■ PAGE EXCERPT ■

════════

"A RECORD number of women died from alcohol abuse in Scotland last year, new figures have revealed.
Experts said the increasing death toll was being fuelled by a generation of women whose attitude towards drinking was formed by the liberal values of the 1960s and 70s.
Statistics from the Registrar General for Scotland, published yesterday, showed 492 women died of alcohol-related diseases last year, compared with 441 in 2004. The increase was highest among women aged 30 to 60."
The full report is available here.
Gee, those liberal values of the 1960s and 70s have a lot to answer for (although I do not recall anything in those values that actually encouraged young women to get legless every saturday night). Nevertheless, it is perhaps worth noting that 492 female deaths in Scotland in 2005 amounted to less than 2 per cent of the total female deaths in Scotland in that year. Secondly, how much of the increase between 2004 and 2005 was due to the relative willingness of doctors to assign the cause of death to alcohol-related diseases? Doctors are human, after all, and perhaps it is becoming more acceptable to grieving relatives to be more honest on the death certificate. Thirdly, we all have to die of something: if the death of women in childbirth or of tuberculosis becomes less frequent, other causes inevitably become more prominent.

════════

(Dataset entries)
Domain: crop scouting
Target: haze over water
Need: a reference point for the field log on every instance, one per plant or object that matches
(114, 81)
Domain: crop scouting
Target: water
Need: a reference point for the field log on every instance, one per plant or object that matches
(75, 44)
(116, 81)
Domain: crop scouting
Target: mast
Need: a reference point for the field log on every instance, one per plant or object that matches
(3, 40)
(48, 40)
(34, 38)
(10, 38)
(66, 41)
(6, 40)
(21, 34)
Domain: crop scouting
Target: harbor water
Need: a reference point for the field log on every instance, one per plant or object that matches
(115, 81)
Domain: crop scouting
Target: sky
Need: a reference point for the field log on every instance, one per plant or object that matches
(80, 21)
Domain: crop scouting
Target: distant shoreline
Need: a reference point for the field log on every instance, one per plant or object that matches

════════

■ GOAL OF THE EXERCISE ■
Could you pick up the post on women's alcohol deaths in Scotland after its last sentence and write its next part? These lines have no connection to the post on women's alcohol deaths in Scotland.

■ OUTPUT FOR THIS TASK ■
So can we trust the statistics? Sure, this is the GRO after all. Just don't be too quick to draw conclusions from them.
As an example, I offer you this from the same Scotsman article:
"By contrast, the number of alcohol- and smoking-related deaths among men dropped over the same period."
Nobody would suggest that this means we can go back to smoking in pubs. So let us not get too excited about the reverse trend for women. And, please, let us not assign blame to liberal values without good reason.